Spaceflights tutorial FAQs

Note

If you can’t find the answer you need here, ask the Kedro community for help!

How do I resolve these common errors?

Dataset errors

DatasetError: Failed while loading data from data set

You’re testing whether Kedro can load the raw test data and see the following:

DatasetError: Failed while loading data from data set
CSVDataset(filepath=...).
[Errno 2] No such file or directory: '.../companies.csv'

or a similar error for the shuttles or reviews data.

Are the three sample data files stored in the data/raw folder?

DatasetNotFoundError: Dataset not found in the catalog

You see an error such as the following:

DatasetNotFoundError: Dataset 'companies' not found in the catalog

Has something changed in your catalog.yml from the version generated by the spaceflights starter? Take a look at the data specification to ensure it is valid.

Call exit() within the IPython session and restart kedro ipython (or type @kedro_reload into the IPython console to reload Kedro into the session without restarting). Then try again.

DatasetError: An exception occurred when parsing config for Dataset

Are you seeing a message saying that an exception occurred?

DatasetError: An exception occurred when parsing config for Dataset
'data_processing.preprocessed_companies':
Object 'ParquetDataset' cannot be loaded from 'kedro_datasets.pandas'. Please see the
documentation on how to install relevant dependencies for kedro_datasets.pandas.ParquetDataset:
https://kedro.readthedocs.io/en/stable/kedro_project_setup/dependencies.html

The Kedro Data Catalog is missing dependencies needed to parse the data. Check that you have all the project dependencies to requirements.txt and then call pip install -r requirements.txt to install them.

Pipeline run

To successfully run the pipeline, all required input datasets must already exist, otherwise you may get an error similar to this:

kedro run --pipeline=data_science

2019-10-04 12:36:12,158 - kedro.io.data_catalog - INFO - Loading data from `model_input_table` (CSVDataset)...
2019-10-04 12:36:12,158 - kedro.runner.sequential_runner - WARNING - There are 3 nodes that have not run.

Directive 1: Copy the spaceflights tutorial FAQ from "[Errno 2] No" up to and including "it is valid.", swapping "sample data files" for "example data files".
Directive 2: According to the spaceflights tutorial FAQ, what command installs the project dependencies?

Given data:
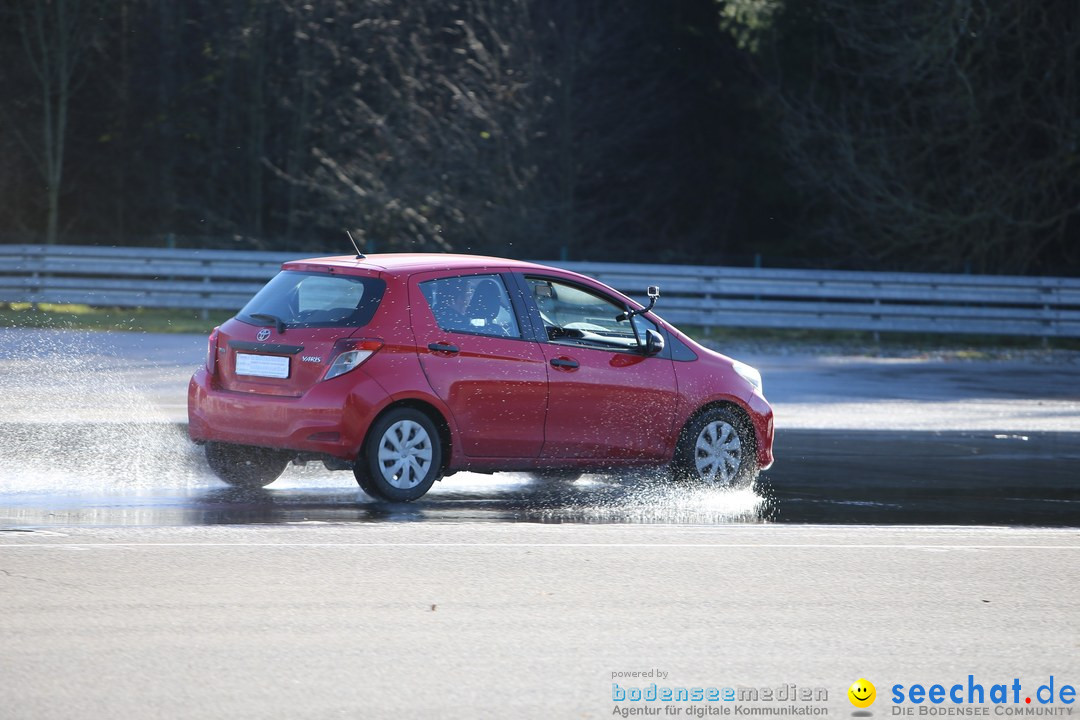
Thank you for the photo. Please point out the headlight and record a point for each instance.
(748, 374)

Correct result 1:
[Errno 2] No such file or directory: '.../companies.csv'

or a similar error for the shuttles or reviews data.

Are the three example data files stored in the data/raw folder?

DatasetNotFoundError: Dataset not found in the catalog

You see an error such as the following:

DatasetNotFoundError: Dataset 'companies' not found in the catalog

Has something changed in your catalog.yml from the version generated by the spaceflights starter? Take a look at the data specification to ensure it is valid.

Correct result 2: pip install -r requirements.txt